*Исходный текст*:
Отношение к Сталину в России подобно маятнику. Из гения он превращается в злодея-людоеда, а из него — снова в величайший ум истории. Беда в том, что и первое и второе состояние одинаково блокируют конструктивное отношение к эпохе его правления, не дают определить правильные и неправильные решения былого вождя и его соратников.
Из-за этого из жизни Советского Союза середины века практически невозможно извлечь никаких уроков, использовать этот опыт для будущего. А ведь историческая наука (напомню для тех, кто об этом не знает) нужна не для восхваления или поношения каких-то личностей или систем управления, но для избежания ошибок прошлого в грядущем. Или для повторения былых побед на новых ветках исторического развития.
Жаркий августовский день подогревается огнем сражения. Земля, ныне называемая северо-восточным Китаем, а прежде бывшая — Маньчжурией, потонула в клубах дыма и пыли. Клинья советских танков, броня которых еще помнит камни Берлина и Кенигсберга, играючи рвут ровное маньчжурское поле, как будто предназначенное специально для них. Приземистые японские боевые машины пытаются им ответить своим огнем, да куда там — мелкокалиберные снаряды страны восходящего солнца отскакивают от русской стали, будто орехи. Военно-морская Япония построила крупнейшие в мире линкоры, первые авианосцы, но вот с техникой для сухопутных полей у нее было плохо. Немногочисленные мелкие танчики и самоходки, удобные для перевозки кораблями и высадки на острова, но беспомощные против железных континентальных монстров.
Маньчжурские ополченцы храбро палят в краснозвездные панцеры из допотопных винтовок и гладкоствольных ружей. Да что толку, даже краску не поцарапают! Помощи ждать неоткуда, обугленная Япония не в силах уже защитить и саму себя. Бежать тоже — некуда, через море вплавь не переплыть, флота больше нет. А на юге оживает китайский монстр, прежде много веков скованный маньчжурской цепью, а ныне — проснувшийся и ощутивший свою мощь.
Аэродром древней столицы, Мукдена. В брюхо транспортного самолета спешно вбивается поток позолоченных людей — маньчжурский император Пу И с семейством и со свитой. Быстрее, быстрее, а то уже предосенний воздух остро пахнет порохом. Пилоты давят на газ, винты бешено вращаются. Бежать! Но куда? В Японию, над которой уже безраздельно хозяйничают американские стервятники, которым пришибить маленький самолетик — что муху?! А если полет и пройдет благополучно, то кому в избитой, разрушенной Японии будет дело до несчастного правителя более не существующей страны?
Впрочем, гадание о будущем — бессмысленно. На полосе как будто из ниоткуда вырастает плюющаяся соляркой туша Т-34, решительно перегородившая путь механическому мотыльку. С его нагретого солнцем тела спрыгивают солдаты в касках с красными звездами. 19 августа 1945 года, последний император династии Цинь попал в русский плен…
Степи, раскинувшиеся к северу от Китайской стены. Плавильный котел, из которого всю историю отливались все новые и новые народы. Мощнейший очаг этногенеза, интересовавший основоположника теории пассионарности, русского геополитика Льва Гумилева.

*Извлечённый перечень*:
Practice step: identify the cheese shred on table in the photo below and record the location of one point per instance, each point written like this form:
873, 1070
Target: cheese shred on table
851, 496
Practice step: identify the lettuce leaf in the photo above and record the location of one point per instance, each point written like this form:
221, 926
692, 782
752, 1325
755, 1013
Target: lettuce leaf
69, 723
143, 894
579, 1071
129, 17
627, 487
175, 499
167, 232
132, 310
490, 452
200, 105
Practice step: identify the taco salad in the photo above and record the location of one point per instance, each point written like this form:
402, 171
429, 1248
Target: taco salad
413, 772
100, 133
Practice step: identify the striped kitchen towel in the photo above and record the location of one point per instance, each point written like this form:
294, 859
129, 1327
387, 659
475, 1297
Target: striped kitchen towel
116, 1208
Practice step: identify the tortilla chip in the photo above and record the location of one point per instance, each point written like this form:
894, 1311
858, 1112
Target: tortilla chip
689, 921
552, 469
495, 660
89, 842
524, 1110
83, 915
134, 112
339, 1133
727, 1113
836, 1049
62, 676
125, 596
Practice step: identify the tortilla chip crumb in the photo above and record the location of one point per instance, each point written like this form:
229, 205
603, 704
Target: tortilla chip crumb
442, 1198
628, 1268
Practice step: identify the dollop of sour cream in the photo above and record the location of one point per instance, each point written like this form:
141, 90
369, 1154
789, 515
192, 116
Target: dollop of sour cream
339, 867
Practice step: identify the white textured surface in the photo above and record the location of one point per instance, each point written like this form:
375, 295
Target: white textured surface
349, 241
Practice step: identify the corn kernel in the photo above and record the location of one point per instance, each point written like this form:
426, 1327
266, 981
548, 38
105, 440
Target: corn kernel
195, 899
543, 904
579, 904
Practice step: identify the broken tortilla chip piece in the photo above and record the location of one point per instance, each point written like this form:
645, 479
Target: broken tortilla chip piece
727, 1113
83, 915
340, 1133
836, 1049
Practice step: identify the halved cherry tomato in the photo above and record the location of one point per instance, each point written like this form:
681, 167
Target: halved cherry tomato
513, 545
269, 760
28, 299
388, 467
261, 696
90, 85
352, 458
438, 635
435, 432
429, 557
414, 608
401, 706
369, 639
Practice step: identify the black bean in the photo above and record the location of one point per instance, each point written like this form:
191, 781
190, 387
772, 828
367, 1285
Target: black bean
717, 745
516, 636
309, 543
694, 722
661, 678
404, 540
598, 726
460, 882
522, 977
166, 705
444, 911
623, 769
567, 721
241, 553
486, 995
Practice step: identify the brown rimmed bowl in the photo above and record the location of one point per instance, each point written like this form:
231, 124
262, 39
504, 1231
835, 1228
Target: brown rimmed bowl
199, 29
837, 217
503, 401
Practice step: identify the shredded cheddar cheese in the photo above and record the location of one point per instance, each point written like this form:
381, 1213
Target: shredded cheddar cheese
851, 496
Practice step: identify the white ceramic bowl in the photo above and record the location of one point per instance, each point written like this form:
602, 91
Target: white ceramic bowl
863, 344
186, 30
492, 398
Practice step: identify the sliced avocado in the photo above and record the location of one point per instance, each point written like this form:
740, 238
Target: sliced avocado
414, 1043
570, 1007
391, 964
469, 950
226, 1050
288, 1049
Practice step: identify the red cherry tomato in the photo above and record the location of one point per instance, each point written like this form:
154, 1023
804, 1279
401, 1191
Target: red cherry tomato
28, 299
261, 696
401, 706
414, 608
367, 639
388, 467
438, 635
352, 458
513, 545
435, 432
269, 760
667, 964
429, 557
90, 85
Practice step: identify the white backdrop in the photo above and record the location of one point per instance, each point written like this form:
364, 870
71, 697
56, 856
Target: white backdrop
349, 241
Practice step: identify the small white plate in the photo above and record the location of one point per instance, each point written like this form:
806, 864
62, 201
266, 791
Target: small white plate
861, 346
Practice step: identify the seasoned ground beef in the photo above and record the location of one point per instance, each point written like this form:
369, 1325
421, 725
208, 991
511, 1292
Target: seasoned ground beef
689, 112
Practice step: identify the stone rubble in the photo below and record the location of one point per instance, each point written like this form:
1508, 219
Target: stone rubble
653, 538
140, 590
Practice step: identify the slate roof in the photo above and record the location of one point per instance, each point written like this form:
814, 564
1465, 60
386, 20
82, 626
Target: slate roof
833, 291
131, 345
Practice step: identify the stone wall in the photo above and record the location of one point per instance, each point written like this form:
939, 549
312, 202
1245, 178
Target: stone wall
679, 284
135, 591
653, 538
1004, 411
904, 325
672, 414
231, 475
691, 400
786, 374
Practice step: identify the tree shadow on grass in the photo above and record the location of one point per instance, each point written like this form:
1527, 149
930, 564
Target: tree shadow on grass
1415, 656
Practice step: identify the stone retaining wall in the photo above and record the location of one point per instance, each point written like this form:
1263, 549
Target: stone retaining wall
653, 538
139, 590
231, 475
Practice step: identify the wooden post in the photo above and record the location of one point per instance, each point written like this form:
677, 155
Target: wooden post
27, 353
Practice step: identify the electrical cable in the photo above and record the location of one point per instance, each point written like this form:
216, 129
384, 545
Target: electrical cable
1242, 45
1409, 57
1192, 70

*Что сделать*:
**1)** Определите, согласуются ли с исходным текстом утверждения: (a) Пу И со свитой пытался улететь с аэродрома Мукдена; (b) японские снаряды пробивали броню советских танков; (c) у Японии была сильная техника для сухопутной войны. На каждое ответьте «да» или «нет» и приведите решающие слова текста в точной цитате.
**2)** Процитируйте отрывок исходного текста, начиная со слов «Маньчжурские ополченцы храбро» и заканчивая словами «ощутивший свою мощь.».

*Ответы*:
**1)**
(a) Да: «Аэродром древней столицы, Мукдена. В брюхо транспортного самолета спешно вбивается поток позолоченных людей — маньчжурский император Пу И с семейством и со свитой».
(b) Нет: «мелкокалиберные снаряды страны восходящего солнца отскакивают от русской стали, будто орехи».
(c) Нет: «но вот с техникой для сухопутных полей у нее было плохо».

**2)**
Маньчжурские ополченцы храбро палят в краснозвездные панцеры из допотопных винтовок и гладкоствольных ружей. Да что толку, даже краску не поцарапают! Помощи ждать неоткуда, обугленная Япония не в силах уже защитить и саму себя. Бежать тоже — некуда, через море вплавь не переплыть, флота больше нет. А на юге оживает китайский монстр, прежде много веков скованный маньчжурской цепью, а ныне — проснувшийся и ощутивший свою мощь.